-- START TASK MATERIAL --
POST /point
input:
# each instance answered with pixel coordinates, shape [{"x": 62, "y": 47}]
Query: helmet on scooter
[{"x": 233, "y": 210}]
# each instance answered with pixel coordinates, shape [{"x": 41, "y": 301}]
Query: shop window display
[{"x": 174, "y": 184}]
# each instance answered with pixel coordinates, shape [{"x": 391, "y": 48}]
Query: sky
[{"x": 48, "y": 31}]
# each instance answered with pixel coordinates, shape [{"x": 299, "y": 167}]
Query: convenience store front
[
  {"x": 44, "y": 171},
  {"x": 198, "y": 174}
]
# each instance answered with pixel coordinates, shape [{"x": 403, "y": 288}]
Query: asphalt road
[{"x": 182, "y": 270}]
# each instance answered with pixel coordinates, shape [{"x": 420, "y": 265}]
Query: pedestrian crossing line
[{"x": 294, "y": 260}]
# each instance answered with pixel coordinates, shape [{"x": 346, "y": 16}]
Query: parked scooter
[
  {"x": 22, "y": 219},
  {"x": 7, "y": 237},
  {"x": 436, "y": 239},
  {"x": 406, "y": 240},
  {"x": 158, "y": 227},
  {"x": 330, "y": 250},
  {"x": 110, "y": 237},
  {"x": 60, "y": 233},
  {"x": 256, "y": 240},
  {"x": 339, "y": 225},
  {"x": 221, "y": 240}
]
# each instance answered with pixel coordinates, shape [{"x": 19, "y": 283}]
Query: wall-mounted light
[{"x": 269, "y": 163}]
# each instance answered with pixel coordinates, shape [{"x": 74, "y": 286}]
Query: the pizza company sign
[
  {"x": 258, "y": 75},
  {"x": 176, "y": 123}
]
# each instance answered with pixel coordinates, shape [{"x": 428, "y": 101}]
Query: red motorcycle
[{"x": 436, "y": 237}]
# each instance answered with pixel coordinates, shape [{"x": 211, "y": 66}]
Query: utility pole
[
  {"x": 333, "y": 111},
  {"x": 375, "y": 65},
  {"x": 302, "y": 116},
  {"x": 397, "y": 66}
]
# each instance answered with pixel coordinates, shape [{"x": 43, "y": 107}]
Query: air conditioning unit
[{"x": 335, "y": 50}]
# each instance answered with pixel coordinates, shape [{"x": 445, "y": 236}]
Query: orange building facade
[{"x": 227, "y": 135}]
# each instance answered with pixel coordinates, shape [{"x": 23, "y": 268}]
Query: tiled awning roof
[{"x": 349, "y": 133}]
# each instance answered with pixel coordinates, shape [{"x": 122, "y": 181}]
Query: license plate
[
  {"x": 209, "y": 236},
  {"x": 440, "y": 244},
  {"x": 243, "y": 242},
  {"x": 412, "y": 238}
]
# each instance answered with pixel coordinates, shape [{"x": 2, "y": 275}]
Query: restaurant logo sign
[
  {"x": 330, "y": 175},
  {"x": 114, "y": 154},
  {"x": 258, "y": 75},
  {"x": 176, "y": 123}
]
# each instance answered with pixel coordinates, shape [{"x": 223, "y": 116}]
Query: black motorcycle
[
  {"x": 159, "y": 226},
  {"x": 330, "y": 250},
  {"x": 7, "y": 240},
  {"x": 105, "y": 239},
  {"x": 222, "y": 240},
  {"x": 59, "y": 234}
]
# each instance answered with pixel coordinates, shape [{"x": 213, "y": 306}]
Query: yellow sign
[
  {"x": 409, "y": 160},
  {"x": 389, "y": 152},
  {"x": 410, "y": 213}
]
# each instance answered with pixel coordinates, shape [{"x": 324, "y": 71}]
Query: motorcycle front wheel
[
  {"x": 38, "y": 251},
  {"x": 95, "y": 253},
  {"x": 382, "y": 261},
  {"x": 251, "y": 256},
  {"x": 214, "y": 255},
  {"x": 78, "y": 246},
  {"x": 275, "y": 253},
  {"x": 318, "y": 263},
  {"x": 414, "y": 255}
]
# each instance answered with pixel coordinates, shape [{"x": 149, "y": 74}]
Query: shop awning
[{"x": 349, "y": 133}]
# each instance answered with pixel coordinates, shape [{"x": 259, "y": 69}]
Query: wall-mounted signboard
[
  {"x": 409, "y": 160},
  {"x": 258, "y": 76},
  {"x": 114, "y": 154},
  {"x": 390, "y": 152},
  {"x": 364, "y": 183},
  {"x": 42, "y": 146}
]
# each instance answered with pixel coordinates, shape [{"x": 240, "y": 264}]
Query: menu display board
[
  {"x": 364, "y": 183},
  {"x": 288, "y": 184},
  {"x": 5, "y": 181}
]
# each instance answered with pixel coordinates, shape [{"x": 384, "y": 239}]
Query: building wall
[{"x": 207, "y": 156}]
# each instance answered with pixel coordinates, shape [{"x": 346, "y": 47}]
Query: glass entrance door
-- END TASK MATERIAL --
• EXERCISE AIM: Quote the entire listing above exactly.

• RESULT BELOW:
POST /point
input:
# each instance answered with pixel coordinates, shape [{"x": 62, "y": 47}]
Query: helmet on scooter
[{"x": 233, "y": 210}]
# each instance answered with pixel coordinates, shape [{"x": 41, "y": 301}]
Query: shop window display
[{"x": 174, "y": 184}]
# each instance answered with pixel coordinates, shape [{"x": 391, "y": 48}]
Query: sky
[{"x": 48, "y": 31}]
# each instance answered with pixel coordinates, shape [{"x": 299, "y": 167}]
Query: convenience store front
[
  {"x": 44, "y": 171},
  {"x": 198, "y": 174}
]
# each instance answered with pixel coordinates, shape [{"x": 403, "y": 288}]
Query: asphalt road
[{"x": 182, "y": 270}]
# each instance answered with pixel coordinates, shape [{"x": 420, "y": 265}]
Query: pedestrian crossing line
[{"x": 294, "y": 260}]
# each instance answered with pixel coordinates, shape [{"x": 346, "y": 16}]
Query: parked scooter
[
  {"x": 22, "y": 219},
  {"x": 7, "y": 237},
  {"x": 436, "y": 239},
  {"x": 406, "y": 240},
  {"x": 158, "y": 227},
  {"x": 330, "y": 250},
  {"x": 110, "y": 237},
  {"x": 60, "y": 233},
  {"x": 256, "y": 240},
  {"x": 339, "y": 225},
  {"x": 221, "y": 240}
]
# each instance answered with pixel coordinates, shape [{"x": 19, "y": 283}]
Query: wall-mounted light
[{"x": 269, "y": 163}]
# each instance answered with pixel coordinates, shape [{"x": 74, "y": 286}]
Query: the pizza company sign
[
  {"x": 258, "y": 75},
  {"x": 176, "y": 123}
]
# each instance answered with pixel coordinates, shape [{"x": 428, "y": 101}]
Query: red motorcycle
[{"x": 436, "y": 237}]
# each instance answered with pixel coordinates, shape [{"x": 211, "y": 66}]
Query: utility pole
[
  {"x": 333, "y": 111},
  {"x": 375, "y": 65},
  {"x": 302, "y": 116},
  {"x": 397, "y": 66}
]
# each instance answered with pixel coordinates, shape [{"x": 43, "y": 107}]
Query: air conditioning unit
[{"x": 335, "y": 50}]
# each instance answered with pixel coordinates, shape [{"x": 445, "y": 236}]
Query: orange building facade
[{"x": 227, "y": 135}]
# each instance answered with pixel coordinates, shape [{"x": 23, "y": 268}]
Query: tiled awning roof
[{"x": 349, "y": 133}]
# each instance answered with pixel coordinates, shape [{"x": 122, "y": 181}]
Query: license plate
[
  {"x": 209, "y": 236},
  {"x": 440, "y": 244},
  {"x": 243, "y": 242},
  {"x": 412, "y": 238}
]
# each instance answered with pixel coordinates, shape [{"x": 2, "y": 275}]
Query: restaurant logo sign
[
  {"x": 330, "y": 175},
  {"x": 114, "y": 154},
  {"x": 258, "y": 75},
  {"x": 176, "y": 123}
]
# each instance answered with pixel coordinates, shape [{"x": 223, "y": 116}]
Query: black motorcycle
[
  {"x": 159, "y": 226},
  {"x": 330, "y": 250},
  {"x": 7, "y": 240},
  {"x": 105, "y": 239},
  {"x": 222, "y": 240},
  {"x": 59, "y": 234}
]
# each instance answered with pixel coordinates, shape [{"x": 213, "y": 306}]
Query: yellow sign
[
  {"x": 409, "y": 160},
  {"x": 389, "y": 152},
  {"x": 410, "y": 213}
]
# each instance answered with pixel coordinates, shape [{"x": 324, "y": 71}]
Query: motorcycle front wheel
[
  {"x": 38, "y": 251},
  {"x": 95, "y": 253},
  {"x": 382, "y": 261},
  {"x": 251, "y": 256},
  {"x": 214, "y": 255},
  {"x": 78, "y": 246},
  {"x": 275, "y": 253},
  {"x": 318, "y": 263},
  {"x": 414, "y": 255}
]
# each instance answered with pixel coordinates, shape [{"x": 149, "y": 74}]
Query: shop awning
[{"x": 349, "y": 133}]
# each instance answered with pixel coordinates, shape [{"x": 259, "y": 69}]
Query: wall-mounted signboard
[
  {"x": 409, "y": 160},
  {"x": 258, "y": 76},
  {"x": 114, "y": 154},
  {"x": 390, "y": 152},
  {"x": 364, "y": 183},
  {"x": 42, "y": 146}
]
# each instance answered with pixel coordinates, shape [{"x": 240, "y": 264}]
Query: menu display board
[
  {"x": 364, "y": 183},
  {"x": 288, "y": 184},
  {"x": 5, "y": 181}
]
# each instance answered with pixel coordinates, shape [{"x": 384, "y": 239}]
Query: building wall
[{"x": 207, "y": 156}]
# each instance answered with pixel coordinates, shape [{"x": 346, "y": 47}]
Query: glass entrance door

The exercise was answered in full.